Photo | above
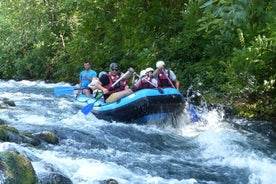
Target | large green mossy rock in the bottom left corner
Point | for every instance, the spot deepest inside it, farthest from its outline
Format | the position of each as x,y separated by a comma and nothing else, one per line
16,168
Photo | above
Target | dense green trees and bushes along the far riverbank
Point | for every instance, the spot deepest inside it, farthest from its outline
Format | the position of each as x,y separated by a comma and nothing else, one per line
225,49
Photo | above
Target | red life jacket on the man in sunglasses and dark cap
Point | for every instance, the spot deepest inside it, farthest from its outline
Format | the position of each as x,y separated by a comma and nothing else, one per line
118,87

....

> [DIRECTIONS]: Starting at the first line of the material above and ending with the line that contains "Target | dense", reproduce every line exactly, and leave out the pictures.

> [WRITTEN ANSWER]:
Photo | above
Target | large green mossy rock in the bottom left corner
Point | for every instance, the spot deepest inside it, farthest from its outline
Format | the position of each as x,y separated by a comma and nothing else, one per line
16,168
Photo | above
Target | dense green trees and bushes along the far riverbank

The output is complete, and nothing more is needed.